Oi Vietnam – August 2019

(avery) #1

MONEY TALK FINANCE COLUMN


Lawrence Young (FCSI) is the Senior Associate
for Holborn Asset Management Group (HCMC
office). Originally from the UK, Lawrence has
been a finance professional for 30 years having
worked across Europe and Asia as a stockbroker,
Eurobond trader and interbank money broker.
His areas of expertise lie in offshore tax efficient
saving structures, higher education fee planning,
inheritance tax planning, pension planning, life
and health insurance, global investment property,
offshore company formation and offshore
banking.
Email [email protected] if
you would like him to answer your questions on
these topics.

12 08/


THE FIRST THING MOST PEOPLE


do when moving into a new country is to
look for a bank account that suits them
and offers the services they require. For
some, that requirement can be tricky to
navigate.
At the beginning of July, several
big changes were applied to expats
looking to bank in Vietnam. Some have
reported it as a relaxation of banking
regulations while others have reported
it as a tightening of banking rules. It is
most definitely the latter, not the former.
But it also heavily depends on your
perspective.
Here are the main points that have
come out of the new banking directive
and need to be considered if you plan
to move to Vietnam or are already a
resident here:



  • You will need to provide certain
    documentation as would be expected to
    open an account in Vietnam and to use
    bankcards.

  • Expats will need to provide
    documents confirming their residential
    status in Vietnam for at least 12 months
    and only then will you be eligible to
    open a bank account. The basics are
    required, such as a valid passport for
    identification, but you will need a valid
    visa for 1 year or longer and has been
    issued in the last 12 months. Or one of
    the following valid documents with a
    validity of 1 year or longer, issued in the
    last 12 months: a temporary residence
    confirmation issued by the police, a
    temporary resident card, a permanent
    residency card or a work permit.
    The State Bank of Vietnam also
    recently modified the conditions for
    expats to hold savings and deposits with
    banks in Vietnam, which does make it
    accessible but not to all.
    For term deposits from July 5, 2019,
    expats with a valid document proving


residential status in Vietnam with at
least 6 months validity will be eligible
to open Term Deposit Accounts with a
term not greater than the remaining of
its validity. Any existing Term Deposits
opened before July 5, 2019 can and will
be continued until their maturity.

__SUPPLIED INFORMATION__:
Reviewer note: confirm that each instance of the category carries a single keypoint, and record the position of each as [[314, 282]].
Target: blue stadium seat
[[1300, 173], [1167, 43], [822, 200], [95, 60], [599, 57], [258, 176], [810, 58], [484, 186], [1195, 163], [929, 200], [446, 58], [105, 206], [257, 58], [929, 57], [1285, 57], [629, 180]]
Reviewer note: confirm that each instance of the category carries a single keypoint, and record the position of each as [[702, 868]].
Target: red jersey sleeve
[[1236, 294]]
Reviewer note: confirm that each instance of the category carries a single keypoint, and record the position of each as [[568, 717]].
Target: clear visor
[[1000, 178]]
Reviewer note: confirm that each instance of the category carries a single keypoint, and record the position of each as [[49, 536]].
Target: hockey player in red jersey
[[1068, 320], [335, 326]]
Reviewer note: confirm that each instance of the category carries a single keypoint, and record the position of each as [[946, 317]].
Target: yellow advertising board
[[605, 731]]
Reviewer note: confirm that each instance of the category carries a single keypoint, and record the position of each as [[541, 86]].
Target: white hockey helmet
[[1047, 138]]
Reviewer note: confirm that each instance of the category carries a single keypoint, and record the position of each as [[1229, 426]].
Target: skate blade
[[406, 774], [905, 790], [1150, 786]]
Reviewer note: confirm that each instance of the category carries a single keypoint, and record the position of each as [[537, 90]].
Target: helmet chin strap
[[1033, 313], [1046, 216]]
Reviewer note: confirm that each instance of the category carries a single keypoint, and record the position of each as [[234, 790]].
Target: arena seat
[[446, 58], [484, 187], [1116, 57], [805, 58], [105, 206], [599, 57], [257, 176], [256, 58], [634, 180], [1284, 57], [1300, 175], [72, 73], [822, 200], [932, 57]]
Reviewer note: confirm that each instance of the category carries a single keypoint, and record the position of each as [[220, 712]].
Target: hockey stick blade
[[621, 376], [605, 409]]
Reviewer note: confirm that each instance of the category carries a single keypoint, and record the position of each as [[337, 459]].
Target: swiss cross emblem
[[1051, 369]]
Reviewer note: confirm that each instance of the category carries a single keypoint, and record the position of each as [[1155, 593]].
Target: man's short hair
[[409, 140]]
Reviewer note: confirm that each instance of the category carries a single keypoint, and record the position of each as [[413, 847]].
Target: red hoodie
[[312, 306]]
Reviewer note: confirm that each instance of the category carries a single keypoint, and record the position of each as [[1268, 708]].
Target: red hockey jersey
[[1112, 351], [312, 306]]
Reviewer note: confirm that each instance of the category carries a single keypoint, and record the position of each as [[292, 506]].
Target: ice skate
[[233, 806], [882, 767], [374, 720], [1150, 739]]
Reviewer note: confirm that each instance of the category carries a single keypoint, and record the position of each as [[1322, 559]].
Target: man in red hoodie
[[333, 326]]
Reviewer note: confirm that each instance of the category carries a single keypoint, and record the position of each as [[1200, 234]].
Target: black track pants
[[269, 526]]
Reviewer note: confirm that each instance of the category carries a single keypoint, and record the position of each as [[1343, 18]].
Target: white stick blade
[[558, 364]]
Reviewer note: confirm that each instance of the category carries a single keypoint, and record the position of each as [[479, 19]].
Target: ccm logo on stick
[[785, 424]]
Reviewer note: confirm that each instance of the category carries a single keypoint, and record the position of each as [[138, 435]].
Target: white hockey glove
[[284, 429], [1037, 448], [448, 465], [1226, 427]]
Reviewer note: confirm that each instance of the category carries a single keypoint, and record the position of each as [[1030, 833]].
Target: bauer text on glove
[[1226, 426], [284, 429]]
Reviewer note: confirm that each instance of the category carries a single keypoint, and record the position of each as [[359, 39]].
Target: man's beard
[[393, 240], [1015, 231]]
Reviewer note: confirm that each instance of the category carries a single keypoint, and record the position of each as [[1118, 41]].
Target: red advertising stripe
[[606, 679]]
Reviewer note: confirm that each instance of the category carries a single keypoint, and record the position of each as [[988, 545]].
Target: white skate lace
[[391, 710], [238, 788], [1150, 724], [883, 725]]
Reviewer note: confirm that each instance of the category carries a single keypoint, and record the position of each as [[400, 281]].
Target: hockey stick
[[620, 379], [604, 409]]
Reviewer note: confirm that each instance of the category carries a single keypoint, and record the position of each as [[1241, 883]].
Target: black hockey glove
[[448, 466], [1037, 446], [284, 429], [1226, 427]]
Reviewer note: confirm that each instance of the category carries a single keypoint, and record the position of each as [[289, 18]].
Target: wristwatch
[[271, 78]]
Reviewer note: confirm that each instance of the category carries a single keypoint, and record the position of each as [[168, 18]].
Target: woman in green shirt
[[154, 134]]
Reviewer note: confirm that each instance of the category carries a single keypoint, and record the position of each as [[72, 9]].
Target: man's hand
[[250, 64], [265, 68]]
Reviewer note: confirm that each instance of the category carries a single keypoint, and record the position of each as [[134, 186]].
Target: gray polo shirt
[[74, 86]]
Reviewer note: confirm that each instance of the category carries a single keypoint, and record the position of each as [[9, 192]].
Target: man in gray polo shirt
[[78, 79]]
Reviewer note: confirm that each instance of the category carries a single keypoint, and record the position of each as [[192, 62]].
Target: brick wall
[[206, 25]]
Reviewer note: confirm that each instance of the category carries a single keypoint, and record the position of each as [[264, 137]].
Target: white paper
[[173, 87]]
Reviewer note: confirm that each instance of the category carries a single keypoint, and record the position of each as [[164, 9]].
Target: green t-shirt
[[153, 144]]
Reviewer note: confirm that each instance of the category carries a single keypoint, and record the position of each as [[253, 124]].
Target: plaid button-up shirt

__CHALLENGE 1__: From the banking column, echo the passage from "MONEY TALK FINANCE" up to and including "interbank money broker.".
__CHALLENGE 2__: Under the banking column, how much validity must an expat's document proving residential status have left to open a Term Deposit Account?

__FULL ANSWER 1__:
MONEY TALK FINANCE COLUMN


Lawrence Young (FCSI) is the Senior Associate
for Holborn Asset Management Group (HCMC
office). Originally from the UK, Lawrence has
been a finance professional for 30 years having
worked across Europe and Asia as a stockbroker,
Eurobond trader and interbank money broker.

__FULL ANSWER 2__: At least 6 months.